Available records:
-- START --

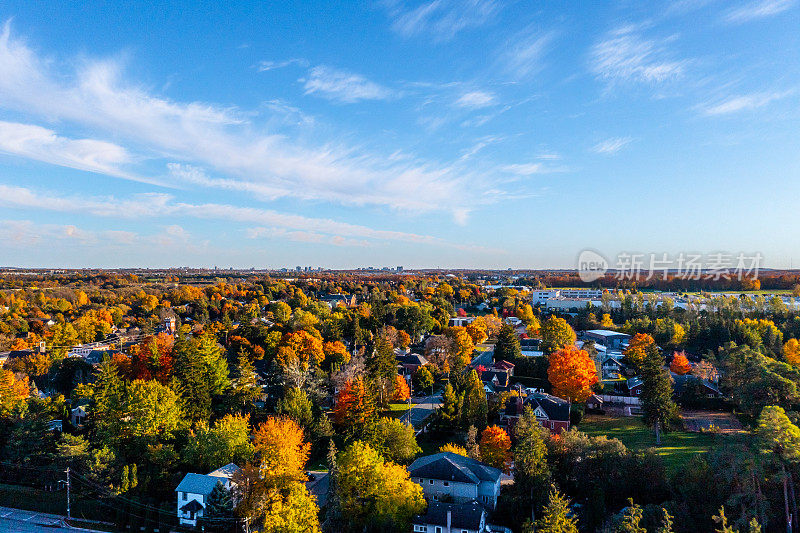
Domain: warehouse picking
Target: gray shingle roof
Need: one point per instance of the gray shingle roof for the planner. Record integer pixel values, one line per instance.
(197, 484)
(450, 466)
(226, 471)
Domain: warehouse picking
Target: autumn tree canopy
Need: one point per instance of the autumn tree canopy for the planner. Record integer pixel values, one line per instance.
(572, 373)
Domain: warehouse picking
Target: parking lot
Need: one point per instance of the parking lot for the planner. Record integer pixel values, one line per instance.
(17, 521)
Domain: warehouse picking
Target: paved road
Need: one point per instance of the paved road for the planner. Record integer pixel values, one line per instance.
(17, 521)
(422, 408)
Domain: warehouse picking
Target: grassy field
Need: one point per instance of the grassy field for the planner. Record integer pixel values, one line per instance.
(676, 448)
(396, 410)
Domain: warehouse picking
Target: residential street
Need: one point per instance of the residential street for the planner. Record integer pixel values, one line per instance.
(422, 408)
(18, 521)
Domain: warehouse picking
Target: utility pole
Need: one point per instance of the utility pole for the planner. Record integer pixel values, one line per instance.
(69, 516)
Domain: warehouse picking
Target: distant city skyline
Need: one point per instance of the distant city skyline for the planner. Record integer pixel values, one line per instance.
(448, 134)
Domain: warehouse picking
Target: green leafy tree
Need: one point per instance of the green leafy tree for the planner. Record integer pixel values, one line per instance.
(296, 405)
(530, 457)
(556, 515)
(226, 441)
(395, 440)
(374, 493)
(423, 380)
(556, 334)
(154, 410)
(244, 384)
(629, 520)
(218, 515)
(450, 411)
(475, 409)
(779, 436)
(657, 405)
(507, 346)
(108, 395)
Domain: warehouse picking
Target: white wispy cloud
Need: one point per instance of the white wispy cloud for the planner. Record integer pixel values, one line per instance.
(265, 66)
(42, 144)
(304, 236)
(758, 9)
(343, 86)
(441, 20)
(475, 99)
(529, 169)
(166, 207)
(745, 102)
(523, 54)
(226, 141)
(611, 146)
(625, 55)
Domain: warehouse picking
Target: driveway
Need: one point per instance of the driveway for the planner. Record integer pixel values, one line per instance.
(17, 521)
(421, 409)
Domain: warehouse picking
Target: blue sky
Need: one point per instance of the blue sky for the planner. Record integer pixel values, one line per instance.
(451, 133)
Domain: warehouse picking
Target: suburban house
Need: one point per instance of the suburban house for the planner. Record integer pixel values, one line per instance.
(550, 411)
(634, 385)
(449, 477)
(451, 518)
(705, 387)
(612, 367)
(409, 363)
(460, 321)
(194, 490)
(609, 339)
(78, 415)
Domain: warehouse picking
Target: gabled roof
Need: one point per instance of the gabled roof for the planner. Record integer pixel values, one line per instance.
(634, 382)
(500, 375)
(449, 466)
(226, 471)
(555, 408)
(462, 515)
(412, 359)
(502, 364)
(192, 507)
(197, 484)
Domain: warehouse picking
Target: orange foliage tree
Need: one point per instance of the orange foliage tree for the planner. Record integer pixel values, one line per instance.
(572, 373)
(680, 364)
(303, 348)
(13, 390)
(495, 447)
(401, 389)
(152, 358)
(281, 448)
(355, 408)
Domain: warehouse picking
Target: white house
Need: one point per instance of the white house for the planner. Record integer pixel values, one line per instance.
(447, 476)
(194, 490)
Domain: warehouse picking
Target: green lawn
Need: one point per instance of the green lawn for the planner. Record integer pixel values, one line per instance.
(31, 499)
(396, 410)
(676, 448)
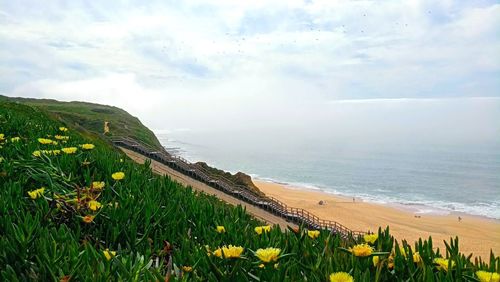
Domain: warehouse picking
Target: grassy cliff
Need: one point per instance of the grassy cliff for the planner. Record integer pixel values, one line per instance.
(91, 117)
(72, 209)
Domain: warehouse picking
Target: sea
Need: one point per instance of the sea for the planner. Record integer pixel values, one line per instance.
(422, 177)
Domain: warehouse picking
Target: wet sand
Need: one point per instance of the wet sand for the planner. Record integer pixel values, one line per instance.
(476, 234)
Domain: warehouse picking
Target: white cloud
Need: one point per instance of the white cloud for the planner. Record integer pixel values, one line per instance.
(238, 57)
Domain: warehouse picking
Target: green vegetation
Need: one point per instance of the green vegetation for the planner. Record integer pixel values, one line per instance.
(88, 224)
(87, 116)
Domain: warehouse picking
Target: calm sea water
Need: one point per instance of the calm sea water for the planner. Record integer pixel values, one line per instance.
(427, 178)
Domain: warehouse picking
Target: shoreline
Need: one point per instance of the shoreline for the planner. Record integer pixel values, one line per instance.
(417, 208)
(477, 234)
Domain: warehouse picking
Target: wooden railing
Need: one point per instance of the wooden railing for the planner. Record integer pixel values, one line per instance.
(295, 215)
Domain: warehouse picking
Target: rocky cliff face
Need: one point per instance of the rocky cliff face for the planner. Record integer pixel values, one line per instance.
(238, 178)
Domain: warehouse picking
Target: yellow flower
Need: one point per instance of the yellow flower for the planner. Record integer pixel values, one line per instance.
(361, 250)
(442, 264)
(35, 194)
(313, 233)
(268, 254)
(88, 218)
(229, 251)
(94, 205)
(69, 150)
(87, 146)
(260, 229)
(416, 257)
(98, 185)
(45, 141)
(118, 175)
(370, 238)
(61, 137)
(485, 276)
(341, 277)
(109, 254)
(218, 253)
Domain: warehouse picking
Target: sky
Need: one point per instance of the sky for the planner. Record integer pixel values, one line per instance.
(213, 65)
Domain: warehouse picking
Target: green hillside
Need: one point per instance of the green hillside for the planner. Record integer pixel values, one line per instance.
(73, 209)
(92, 117)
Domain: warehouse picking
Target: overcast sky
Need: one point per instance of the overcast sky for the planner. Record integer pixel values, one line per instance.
(183, 64)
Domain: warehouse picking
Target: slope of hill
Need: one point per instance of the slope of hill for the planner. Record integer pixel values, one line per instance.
(92, 117)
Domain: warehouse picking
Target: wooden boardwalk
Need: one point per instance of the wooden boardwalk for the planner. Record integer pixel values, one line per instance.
(293, 215)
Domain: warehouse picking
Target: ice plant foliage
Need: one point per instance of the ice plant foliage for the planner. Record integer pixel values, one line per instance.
(313, 234)
(485, 276)
(88, 218)
(87, 146)
(109, 254)
(94, 205)
(229, 251)
(361, 250)
(69, 150)
(268, 254)
(98, 185)
(341, 277)
(118, 175)
(442, 264)
(35, 194)
(370, 238)
(262, 229)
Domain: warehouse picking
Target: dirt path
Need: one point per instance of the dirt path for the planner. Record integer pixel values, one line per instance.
(202, 187)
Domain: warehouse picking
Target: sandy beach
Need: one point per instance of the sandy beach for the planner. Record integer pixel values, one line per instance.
(476, 234)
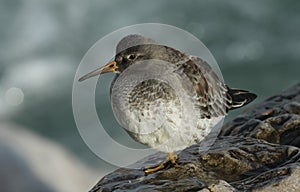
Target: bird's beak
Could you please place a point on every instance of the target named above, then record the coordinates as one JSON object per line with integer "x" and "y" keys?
{"x": 110, "y": 67}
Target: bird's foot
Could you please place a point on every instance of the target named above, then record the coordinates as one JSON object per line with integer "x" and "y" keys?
{"x": 170, "y": 159}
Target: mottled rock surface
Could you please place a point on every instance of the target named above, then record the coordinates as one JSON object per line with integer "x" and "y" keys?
{"x": 256, "y": 151}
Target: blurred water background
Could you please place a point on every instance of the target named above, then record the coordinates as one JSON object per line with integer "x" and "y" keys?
{"x": 256, "y": 44}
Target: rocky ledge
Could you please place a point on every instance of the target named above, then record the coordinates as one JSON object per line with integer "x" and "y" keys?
{"x": 259, "y": 150}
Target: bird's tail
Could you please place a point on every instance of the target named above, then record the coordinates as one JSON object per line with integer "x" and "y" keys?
{"x": 238, "y": 98}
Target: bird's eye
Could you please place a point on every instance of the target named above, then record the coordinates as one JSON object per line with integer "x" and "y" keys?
{"x": 131, "y": 57}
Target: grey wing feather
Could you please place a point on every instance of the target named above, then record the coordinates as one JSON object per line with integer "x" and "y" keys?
{"x": 211, "y": 91}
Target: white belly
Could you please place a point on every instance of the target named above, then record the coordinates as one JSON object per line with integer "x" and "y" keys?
{"x": 168, "y": 119}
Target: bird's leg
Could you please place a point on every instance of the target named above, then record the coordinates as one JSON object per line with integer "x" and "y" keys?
{"x": 171, "y": 158}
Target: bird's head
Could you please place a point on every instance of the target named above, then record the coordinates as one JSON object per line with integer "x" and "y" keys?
{"x": 128, "y": 57}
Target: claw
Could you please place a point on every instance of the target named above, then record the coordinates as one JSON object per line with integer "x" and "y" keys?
{"x": 171, "y": 158}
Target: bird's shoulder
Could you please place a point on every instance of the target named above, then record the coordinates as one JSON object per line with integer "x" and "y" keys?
{"x": 209, "y": 88}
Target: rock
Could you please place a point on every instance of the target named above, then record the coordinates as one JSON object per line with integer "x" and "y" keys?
{"x": 258, "y": 150}
{"x": 29, "y": 162}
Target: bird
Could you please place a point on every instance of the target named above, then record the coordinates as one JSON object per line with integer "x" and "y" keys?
{"x": 165, "y": 98}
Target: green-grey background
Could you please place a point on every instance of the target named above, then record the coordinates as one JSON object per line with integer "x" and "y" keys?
{"x": 256, "y": 44}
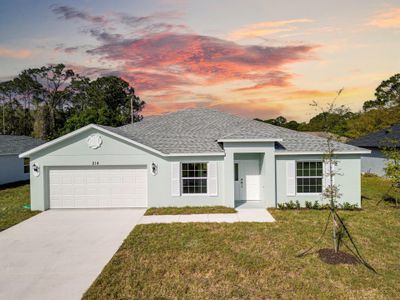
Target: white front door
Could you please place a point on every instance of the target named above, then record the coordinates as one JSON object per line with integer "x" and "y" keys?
{"x": 247, "y": 180}
{"x": 98, "y": 187}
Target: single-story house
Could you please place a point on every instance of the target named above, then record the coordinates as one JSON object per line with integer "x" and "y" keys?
{"x": 13, "y": 168}
{"x": 193, "y": 157}
{"x": 376, "y": 142}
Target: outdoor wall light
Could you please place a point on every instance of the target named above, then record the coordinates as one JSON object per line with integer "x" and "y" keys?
{"x": 154, "y": 168}
{"x": 35, "y": 170}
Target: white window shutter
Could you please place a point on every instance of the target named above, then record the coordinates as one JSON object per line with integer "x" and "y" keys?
{"x": 212, "y": 178}
{"x": 175, "y": 179}
{"x": 291, "y": 178}
{"x": 327, "y": 180}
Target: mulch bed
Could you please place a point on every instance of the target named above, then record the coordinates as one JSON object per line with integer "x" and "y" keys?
{"x": 329, "y": 256}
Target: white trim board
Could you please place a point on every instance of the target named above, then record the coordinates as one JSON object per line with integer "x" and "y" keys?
{"x": 321, "y": 152}
{"x": 248, "y": 140}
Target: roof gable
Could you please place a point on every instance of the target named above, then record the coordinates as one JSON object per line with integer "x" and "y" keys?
{"x": 194, "y": 132}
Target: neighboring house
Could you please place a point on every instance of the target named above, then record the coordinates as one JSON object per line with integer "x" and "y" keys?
{"x": 195, "y": 157}
{"x": 13, "y": 168}
{"x": 376, "y": 141}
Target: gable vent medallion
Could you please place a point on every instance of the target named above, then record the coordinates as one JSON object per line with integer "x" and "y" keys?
{"x": 94, "y": 141}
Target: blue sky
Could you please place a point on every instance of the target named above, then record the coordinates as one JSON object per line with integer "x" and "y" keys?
{"x": 255, "y": 58}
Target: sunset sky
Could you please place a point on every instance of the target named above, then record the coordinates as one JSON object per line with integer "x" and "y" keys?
{"x": 255, "y": 58}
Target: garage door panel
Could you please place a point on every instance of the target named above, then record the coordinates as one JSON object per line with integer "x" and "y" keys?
{"x": 96, "y": 188}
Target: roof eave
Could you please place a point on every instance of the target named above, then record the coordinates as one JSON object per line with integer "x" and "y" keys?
{"x": 248, "y": 140}
{"x": 321, "y": 152}
{"x": 80, "y": 130}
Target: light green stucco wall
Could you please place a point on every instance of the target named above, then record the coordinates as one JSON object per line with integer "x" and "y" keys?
{"x": 266, "y": 152}
{"x": 115, "y": 152}
{"x": 348, "y": 181}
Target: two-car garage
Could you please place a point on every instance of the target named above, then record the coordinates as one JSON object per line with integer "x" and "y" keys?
{"x": 98, "y": 187}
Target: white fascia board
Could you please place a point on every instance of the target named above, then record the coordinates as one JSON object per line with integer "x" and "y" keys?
{"x": 78, "y": 131}
{"x": 196, "y": 154}
{"x": 248, "y": 140}
{"x": 321, "y": 152}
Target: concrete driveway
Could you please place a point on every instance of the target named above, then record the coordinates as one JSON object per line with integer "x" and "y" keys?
{"x": 59, "y": 253}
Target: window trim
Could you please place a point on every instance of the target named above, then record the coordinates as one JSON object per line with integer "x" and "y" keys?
{"x": 322, "y": 177}
{"x": 27, "y": 165}
{"x": 182, "y": 178}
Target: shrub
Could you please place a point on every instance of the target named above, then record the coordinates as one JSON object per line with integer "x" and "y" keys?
{"x": 282, "y": 205}
{"x": 370, "y": 174}
{"x": 289, "y": 205}
{"x": 348, "y": 206}
{"x": 316, "y": 205}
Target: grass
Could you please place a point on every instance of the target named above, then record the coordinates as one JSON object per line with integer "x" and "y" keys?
{"x": 256, "y": 260}
{"x": 12, "y": 199}
{"x": 188, "y": 210}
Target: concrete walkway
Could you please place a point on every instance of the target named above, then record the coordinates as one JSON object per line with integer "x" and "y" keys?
{"x": 59, "y": 253}
{"x": 242, "y": 215}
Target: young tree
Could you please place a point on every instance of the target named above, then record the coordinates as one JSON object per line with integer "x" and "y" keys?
{"x": 392, "y": 169}
{"x": 331, "y": 192}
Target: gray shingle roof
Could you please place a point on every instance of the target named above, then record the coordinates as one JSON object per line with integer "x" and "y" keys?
{"x": 381, "y": 138}
{"x": 197, "y": 131}
{"x": 17, "y": 144}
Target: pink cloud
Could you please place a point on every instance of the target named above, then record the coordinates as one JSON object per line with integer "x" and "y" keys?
{"x": 212, "y": 59}
{"x": 15, "y": 53}
{"x": 387, "y": 19}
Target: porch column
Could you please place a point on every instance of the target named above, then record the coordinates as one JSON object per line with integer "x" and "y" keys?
{"x": 269, "y": 178}
{"x": 229, "y": 178}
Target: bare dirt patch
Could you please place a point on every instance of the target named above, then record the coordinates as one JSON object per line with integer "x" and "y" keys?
{"x": 331, "y": 257}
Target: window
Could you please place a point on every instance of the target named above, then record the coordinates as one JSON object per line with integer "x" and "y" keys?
{"x": 309, "y": 176}
{"x": 236, "y": 172}
{"x": 26, "y": 165}
{"x": 194, "y": 178}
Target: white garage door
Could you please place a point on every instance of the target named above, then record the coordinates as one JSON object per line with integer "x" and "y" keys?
{"x": 98, "y": 187}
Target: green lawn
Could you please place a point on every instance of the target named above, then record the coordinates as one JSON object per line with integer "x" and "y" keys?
{"x": 12, "y": 199}
{"x": 256, "y": 260}
{"x": 187, "y": 210}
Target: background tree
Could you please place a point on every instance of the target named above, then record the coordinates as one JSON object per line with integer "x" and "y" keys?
{"x": 392, "y": 168}
{"x": 331, "y": 192}
{"x": 105, "y": 101}
{"x": 282, "y": 122}
{"x": 387, "y": 94}
{"x": 51, "y": 100}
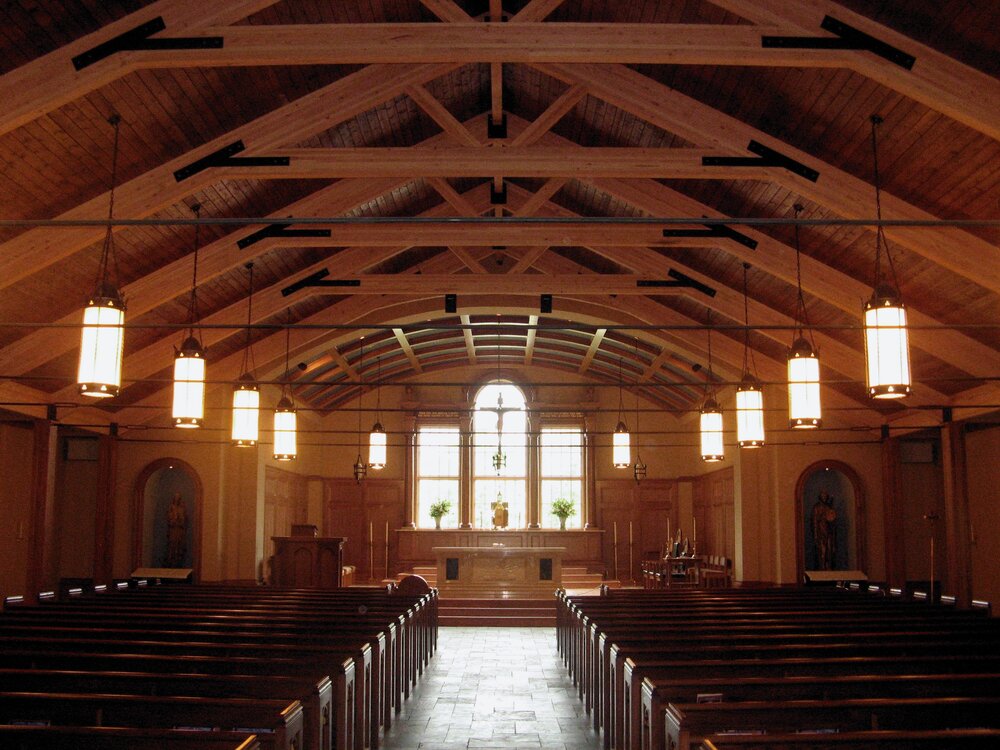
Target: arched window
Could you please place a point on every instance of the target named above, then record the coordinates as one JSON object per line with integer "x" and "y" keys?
{"x": 500, "y": 465}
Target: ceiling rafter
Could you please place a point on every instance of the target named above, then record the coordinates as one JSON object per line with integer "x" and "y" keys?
{"x": 33, "y": 250}
{"x": 957, "y": 250}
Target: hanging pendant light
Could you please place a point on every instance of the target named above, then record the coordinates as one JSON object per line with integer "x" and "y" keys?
{"x": 749, "y": 394}
{"x": 710, "y": 422}
{"x": 360, "y": 467}
{"x": 887, "y": 348}
{"x": 285, "y": 426}
{"x": 189, "y": 360}
{"x": 804, "y": 408}
{"x": 246, "y": 395}
{"x": 639, "y": 469}
{"x": 377, "y": 437}
{"x": 102, "y": 340}
{"x": 621, "y": 449}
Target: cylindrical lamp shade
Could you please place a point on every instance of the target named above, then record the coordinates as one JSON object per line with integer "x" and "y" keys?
{"x": 749, "y": 413}
{"x": 189, "y": 385}
{"x": 246, "y": 413}
{"x": 887, "y": 348}
{"x": 621, "y": 448}
{"x": 376, "y": 447}
{"x": 101, "y": 344}
{"x": 804, "y": 409}
{"x": 284, "y": 430}
{"x": 711, "y": 432}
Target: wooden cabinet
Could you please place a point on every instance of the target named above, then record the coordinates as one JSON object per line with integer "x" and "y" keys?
{"x": 308, "y": 562}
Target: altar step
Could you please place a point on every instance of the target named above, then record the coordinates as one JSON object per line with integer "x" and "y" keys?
{"x": 494, "y": 613}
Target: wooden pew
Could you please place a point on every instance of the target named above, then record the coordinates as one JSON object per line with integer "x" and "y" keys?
{"x": 316, "y": 696}
{"x": 281, "y": 721}
{"x": 122, "y": 738}
{"x": 687, "y": 724}
{"x": 935, "y": 739}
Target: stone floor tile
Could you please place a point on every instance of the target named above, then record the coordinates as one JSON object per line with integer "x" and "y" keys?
{"x": 493, "y": 688}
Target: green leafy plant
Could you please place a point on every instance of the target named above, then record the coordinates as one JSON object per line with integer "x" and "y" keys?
{"x": 563, "y": 509}
{"x": 440, "y": 509}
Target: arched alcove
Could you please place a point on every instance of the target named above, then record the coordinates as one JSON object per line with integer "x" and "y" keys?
{"x": 167, "y": 502}
{"x": 830, "y": 509}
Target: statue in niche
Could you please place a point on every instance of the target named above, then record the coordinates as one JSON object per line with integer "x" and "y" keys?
{"x": 824, "y": 520}
{"x": 501, "y": 515}
{"x": 176, "y": 532}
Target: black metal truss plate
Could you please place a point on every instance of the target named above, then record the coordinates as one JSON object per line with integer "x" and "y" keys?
{"x": 138, "y": 39}
{"x": 279, "y": 230}
{"x": 318, "y": 279}
{"x": 677, "y": 279}
{"x": 714, "y": 230}
{"x": 496, "y": 130}
{"x": 766, "y": 157}
{"x": 847, "y": 37}
{"x": 225, "y": 157}
{"x": 498, "y": 197}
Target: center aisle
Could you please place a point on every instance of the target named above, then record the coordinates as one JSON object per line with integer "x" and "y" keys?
{"x": 494, "y": 688}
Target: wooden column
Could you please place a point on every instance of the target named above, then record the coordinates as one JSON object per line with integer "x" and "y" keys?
{"x": 465, "y": 468}
{"x": 958, "y": 570}
{"x": 104, "y": 521}
{"x": 410, "y": 476}
{"x": 41, "y": 541}
{"x": 894, "y": 542}
{"x": 589, "y": 519}
{"x": 534, "y": 509}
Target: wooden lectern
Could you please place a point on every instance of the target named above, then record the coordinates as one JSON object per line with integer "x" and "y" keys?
{"x": 308, "y": 561}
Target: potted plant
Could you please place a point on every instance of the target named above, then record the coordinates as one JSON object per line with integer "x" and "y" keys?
{"x": 439, "y": 510}
{"x": 563, "y": 509}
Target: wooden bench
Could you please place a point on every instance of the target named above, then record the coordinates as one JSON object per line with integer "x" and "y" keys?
{"x": 277, "y": 723}
{"x": 687, "y": 724}
{"x": 122, "y": 738}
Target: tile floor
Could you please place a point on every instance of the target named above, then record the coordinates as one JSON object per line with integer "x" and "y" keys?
{"x": 494, "y": 688}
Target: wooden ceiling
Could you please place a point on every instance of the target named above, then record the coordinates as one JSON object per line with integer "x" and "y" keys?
{"x": 382, "y": 108}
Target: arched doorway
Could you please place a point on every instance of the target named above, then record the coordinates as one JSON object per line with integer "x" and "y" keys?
{"x": 829, "y": 502}
{"x": 167, "y": 511}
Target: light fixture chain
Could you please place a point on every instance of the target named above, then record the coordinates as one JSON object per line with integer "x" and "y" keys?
{"x": 880, "y": 239}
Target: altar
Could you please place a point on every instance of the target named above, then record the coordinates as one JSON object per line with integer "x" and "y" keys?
{"x": 499, "y": 569}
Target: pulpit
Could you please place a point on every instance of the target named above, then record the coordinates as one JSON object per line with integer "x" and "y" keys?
{"x": 307, "y": 561}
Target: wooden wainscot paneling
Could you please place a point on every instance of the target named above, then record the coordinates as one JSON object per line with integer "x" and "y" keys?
{"x": 286, "y": 502}
{"x": 635, "y": 515}
{"x": 712, "y": 500}
{"x": 583, "y": 547}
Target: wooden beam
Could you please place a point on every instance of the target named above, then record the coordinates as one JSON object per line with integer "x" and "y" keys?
{"x": 439, "y": 113}
{"x": 470, "y": 343}
{"x": 955, "y": 249}
{"x": 541, "y": 197}
{"x": 463, "y": 161}
{"x": 407, "y": 349}
{"x": 446, "y": 10}
{"x": 428, "y": 284}
{"x": 536, "y": 10}
{"x": 417, "y": 234}
{"x": 553, "y": 114}
{"x": 493, "y": 43}
{"x": 31, "y": 251}
{"x": 529, "y": 346}
{"x": 50, "y": 81}
{"x": 451, "y": 195}
{"x": 529, "y": 257}
{"x": 595, "y": 344}
{"x": 937, "y": 81}
{"x": 468, "y": 259}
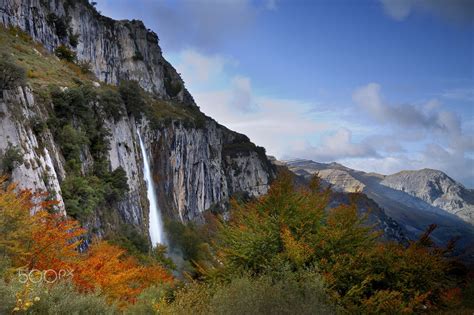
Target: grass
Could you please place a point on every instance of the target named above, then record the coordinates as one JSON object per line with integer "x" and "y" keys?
{"x": 44, "y": 70}
{"x": 42, "y": 67}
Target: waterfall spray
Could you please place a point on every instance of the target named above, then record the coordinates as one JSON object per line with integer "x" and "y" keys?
{"x": 155, "y": 222}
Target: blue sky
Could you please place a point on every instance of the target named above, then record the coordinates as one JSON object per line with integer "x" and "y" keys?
{"x": 378, "y": 85}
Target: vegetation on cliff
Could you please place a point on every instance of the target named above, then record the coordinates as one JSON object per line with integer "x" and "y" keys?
{"x": 282, "y": 253}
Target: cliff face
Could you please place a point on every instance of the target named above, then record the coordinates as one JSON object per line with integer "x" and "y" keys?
{"x": 116, "y": 50}
{"x": 196, "y": 166}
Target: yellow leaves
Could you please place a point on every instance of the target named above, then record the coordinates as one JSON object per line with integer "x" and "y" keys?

-- END --

Do this: Write out exactly the lines from the line holding "Target: waterfall spray" through the last line of the data, and nothing besides those lines.

Right answer:
Target: waterfall spray
Could you please place a point on every instance of the target named above, then record the coordinates as one JSON object per line with integer "x" and "y" keys?
{"x": 155, "y": 222}
Target: blue sky
Could you please place a point on every instance of the target named above, then record the coordinates as one JSON object per line with integer "x" and "y" keys?
{"x": 378, "y": 85}
Target: vegetation on cliff
Could you please place a point on every instance of the target named above, then record the coordinates as one JSON object per line with integer "x" and "y" keys?
{"x": 282, "y": 253}
Target: cliff face
Could you please place a point on every instance of the target named above, then record the coordinates as one JSON object per line with integer "x" and "y" keys?
{"x": 116, "y": 50}
{"x": 196, "y": 166}
Target: yellow leaves
Could you please place a point on every instance of the target named above, then record the coordinates as one JSON object per line with integer "x" and "y" keys?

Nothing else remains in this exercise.